Tuesday, December 09, 2014

Categorization and Classification, revisited

An incredibly ad hoc search led me to a 2004 Library Trends article by Elin Jacob, entitled "Classification and Categorization: A Difference that Makes a Difference."

Some insights:

"Categorization divides the world of experience into groups or categories whose members share some perceptible similarity within a given context. That this context may vary and with it the composition of the of the category is the very basis for both the flexibility and the power of cognitive categorization." (p. 518)

"As experimentally-based categories evolve into well-defined, domain-specific classes that facilitate sharing of knowledge without lose of information, they lose their original flexibility and plasticity as well as the ability to response to new patterns of similarity." (p. 519)

Classical theory of categorization -- rigid hierarchies of shared features. Empirical research indicated that people are vary good at assigning a graded structure for category membership. For example, consider the set |robin, pigeon, ostrich, butterfly, chair|. People can assign each of these a score for how well they belong to the category of "bird". This observation challenges the idea "that there is an explicit inclusion/exclusion relationship between an entity and a category."

"Classification" refers to the use of a "representational tool used to organize a collection of information resources." Jacob explains:

"Classification as process involves the orderly and systematic assignment of each entity to one and one class within a system of mutually exclusive and non-overlapping classes. This process is lawful and systematic: lawful because it is carried out in accordance with an established set of principles that governs the structure of classes and class relationships; and systematic because it mandates consistent application of these principles within the framework of a prescribed order of reality. The scheme itself is artificial and arbitrary." (p.522)

Jacob explores different types of classification starting with the most rigid: taxonomic classification, as exemplified by the Linnaeun system. These hierarchies are incredibly valuable for stabilizing nomenclature and facilitating knowledge transmission. They are also limited in that they constrain "the information context by limiting the identification of knowledge-bearing associations to hierarchical relationships between classes."

§ **What you are asked to do**:
Please list every item in the set that the post on categorization and classification offers for scoring how well each belongs to the category "bird".

[Rows from a pointing dataset]
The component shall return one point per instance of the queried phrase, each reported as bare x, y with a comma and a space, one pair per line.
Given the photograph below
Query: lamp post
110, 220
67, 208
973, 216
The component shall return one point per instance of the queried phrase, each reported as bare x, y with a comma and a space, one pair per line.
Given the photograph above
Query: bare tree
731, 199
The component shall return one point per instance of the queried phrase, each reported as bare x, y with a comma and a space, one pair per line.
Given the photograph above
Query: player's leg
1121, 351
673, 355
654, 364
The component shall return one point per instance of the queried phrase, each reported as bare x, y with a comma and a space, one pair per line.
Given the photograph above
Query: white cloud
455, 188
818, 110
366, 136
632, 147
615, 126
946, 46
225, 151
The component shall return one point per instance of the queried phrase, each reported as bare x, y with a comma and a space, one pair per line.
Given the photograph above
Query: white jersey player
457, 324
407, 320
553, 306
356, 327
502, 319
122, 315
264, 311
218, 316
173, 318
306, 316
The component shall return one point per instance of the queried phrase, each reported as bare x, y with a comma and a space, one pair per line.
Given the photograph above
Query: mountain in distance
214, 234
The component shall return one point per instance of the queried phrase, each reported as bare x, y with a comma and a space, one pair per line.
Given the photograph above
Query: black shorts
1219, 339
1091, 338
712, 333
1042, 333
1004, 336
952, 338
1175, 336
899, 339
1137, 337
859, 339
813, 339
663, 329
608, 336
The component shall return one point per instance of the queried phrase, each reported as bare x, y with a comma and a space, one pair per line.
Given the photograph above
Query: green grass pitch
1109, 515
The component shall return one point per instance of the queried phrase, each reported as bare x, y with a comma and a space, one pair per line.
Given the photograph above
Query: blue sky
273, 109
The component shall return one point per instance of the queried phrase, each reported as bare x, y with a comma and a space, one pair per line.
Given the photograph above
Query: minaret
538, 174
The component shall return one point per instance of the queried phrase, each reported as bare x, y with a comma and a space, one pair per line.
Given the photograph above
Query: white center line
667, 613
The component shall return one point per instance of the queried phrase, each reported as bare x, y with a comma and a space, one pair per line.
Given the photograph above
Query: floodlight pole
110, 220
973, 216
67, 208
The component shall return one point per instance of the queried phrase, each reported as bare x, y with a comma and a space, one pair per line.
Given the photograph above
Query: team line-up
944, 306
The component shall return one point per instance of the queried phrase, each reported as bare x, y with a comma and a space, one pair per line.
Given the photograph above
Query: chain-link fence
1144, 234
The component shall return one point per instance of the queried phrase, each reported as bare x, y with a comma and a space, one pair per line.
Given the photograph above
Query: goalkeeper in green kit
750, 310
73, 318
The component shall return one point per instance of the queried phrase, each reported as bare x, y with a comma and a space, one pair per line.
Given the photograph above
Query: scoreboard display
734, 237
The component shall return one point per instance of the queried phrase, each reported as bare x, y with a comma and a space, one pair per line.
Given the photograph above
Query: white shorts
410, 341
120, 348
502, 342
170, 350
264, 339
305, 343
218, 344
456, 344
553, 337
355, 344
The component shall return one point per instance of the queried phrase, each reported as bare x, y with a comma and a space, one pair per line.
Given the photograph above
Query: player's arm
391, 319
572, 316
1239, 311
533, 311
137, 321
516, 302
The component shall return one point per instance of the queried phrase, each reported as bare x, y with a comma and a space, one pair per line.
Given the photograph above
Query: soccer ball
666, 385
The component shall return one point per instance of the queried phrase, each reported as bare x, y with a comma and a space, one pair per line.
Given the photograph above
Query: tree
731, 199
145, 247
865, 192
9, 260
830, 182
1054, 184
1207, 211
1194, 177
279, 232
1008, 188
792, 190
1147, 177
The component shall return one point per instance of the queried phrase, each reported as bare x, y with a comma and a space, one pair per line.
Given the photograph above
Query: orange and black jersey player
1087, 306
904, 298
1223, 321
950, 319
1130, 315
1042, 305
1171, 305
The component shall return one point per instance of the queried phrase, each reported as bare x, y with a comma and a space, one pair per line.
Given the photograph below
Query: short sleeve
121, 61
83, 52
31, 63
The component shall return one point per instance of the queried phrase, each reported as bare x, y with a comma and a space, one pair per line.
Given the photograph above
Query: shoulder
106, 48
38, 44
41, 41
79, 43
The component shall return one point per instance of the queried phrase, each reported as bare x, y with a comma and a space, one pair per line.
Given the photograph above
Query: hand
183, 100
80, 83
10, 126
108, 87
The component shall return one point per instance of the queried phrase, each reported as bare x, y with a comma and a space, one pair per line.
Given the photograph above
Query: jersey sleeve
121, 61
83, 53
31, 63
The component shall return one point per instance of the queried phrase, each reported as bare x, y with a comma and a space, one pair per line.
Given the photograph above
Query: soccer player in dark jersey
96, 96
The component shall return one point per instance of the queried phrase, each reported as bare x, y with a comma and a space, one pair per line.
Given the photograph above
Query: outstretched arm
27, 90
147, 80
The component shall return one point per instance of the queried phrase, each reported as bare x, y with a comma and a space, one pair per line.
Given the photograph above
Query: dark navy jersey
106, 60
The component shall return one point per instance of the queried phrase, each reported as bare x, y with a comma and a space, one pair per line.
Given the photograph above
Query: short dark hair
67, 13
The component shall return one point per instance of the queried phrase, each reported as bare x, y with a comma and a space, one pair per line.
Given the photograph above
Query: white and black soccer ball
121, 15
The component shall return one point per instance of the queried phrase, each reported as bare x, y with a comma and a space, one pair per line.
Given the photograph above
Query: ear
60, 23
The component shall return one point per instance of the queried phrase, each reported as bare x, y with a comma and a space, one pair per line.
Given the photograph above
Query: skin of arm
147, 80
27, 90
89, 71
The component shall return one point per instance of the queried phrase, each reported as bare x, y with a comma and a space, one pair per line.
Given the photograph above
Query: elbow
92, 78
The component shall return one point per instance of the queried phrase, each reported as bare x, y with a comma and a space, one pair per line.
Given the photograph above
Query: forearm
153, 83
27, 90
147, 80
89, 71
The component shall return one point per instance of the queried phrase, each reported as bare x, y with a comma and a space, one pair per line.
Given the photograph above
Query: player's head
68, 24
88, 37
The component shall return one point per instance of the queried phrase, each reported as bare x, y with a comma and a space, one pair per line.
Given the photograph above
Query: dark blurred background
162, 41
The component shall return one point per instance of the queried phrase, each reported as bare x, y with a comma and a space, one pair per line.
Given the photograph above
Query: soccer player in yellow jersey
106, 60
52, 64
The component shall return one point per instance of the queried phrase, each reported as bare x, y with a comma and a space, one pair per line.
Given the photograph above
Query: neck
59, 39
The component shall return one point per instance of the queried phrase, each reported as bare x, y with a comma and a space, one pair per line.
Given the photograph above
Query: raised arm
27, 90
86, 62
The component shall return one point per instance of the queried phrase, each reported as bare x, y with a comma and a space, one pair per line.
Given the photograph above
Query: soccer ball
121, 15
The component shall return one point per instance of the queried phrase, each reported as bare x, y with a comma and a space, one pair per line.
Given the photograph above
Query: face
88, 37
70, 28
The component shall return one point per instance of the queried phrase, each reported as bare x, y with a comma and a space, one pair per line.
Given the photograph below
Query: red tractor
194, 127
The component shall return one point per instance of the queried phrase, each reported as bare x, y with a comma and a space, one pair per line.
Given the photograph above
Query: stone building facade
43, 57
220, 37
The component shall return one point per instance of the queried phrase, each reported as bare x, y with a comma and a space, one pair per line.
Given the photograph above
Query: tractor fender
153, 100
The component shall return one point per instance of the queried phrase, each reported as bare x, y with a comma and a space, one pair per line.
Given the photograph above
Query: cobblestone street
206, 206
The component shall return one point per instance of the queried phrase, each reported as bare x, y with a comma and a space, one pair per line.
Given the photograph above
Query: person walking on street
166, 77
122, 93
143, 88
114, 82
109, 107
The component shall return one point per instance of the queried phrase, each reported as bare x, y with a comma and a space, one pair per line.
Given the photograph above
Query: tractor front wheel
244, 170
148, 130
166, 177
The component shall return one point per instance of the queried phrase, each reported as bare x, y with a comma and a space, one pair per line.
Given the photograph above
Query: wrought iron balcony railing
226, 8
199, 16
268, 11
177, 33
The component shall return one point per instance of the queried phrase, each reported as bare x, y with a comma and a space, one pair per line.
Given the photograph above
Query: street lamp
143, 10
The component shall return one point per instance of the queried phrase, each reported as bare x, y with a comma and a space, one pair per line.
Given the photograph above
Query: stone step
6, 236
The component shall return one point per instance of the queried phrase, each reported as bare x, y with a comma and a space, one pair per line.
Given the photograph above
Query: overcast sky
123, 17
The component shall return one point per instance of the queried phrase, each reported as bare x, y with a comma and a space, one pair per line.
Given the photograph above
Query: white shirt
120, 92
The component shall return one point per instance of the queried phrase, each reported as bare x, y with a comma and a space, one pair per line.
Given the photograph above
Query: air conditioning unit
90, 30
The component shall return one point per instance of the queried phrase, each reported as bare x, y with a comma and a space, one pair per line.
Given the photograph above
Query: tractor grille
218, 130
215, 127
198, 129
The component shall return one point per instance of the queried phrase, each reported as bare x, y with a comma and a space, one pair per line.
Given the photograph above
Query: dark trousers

§ **Answer to the exercise**:
robin, pigeon, ostrich, butterfly, chair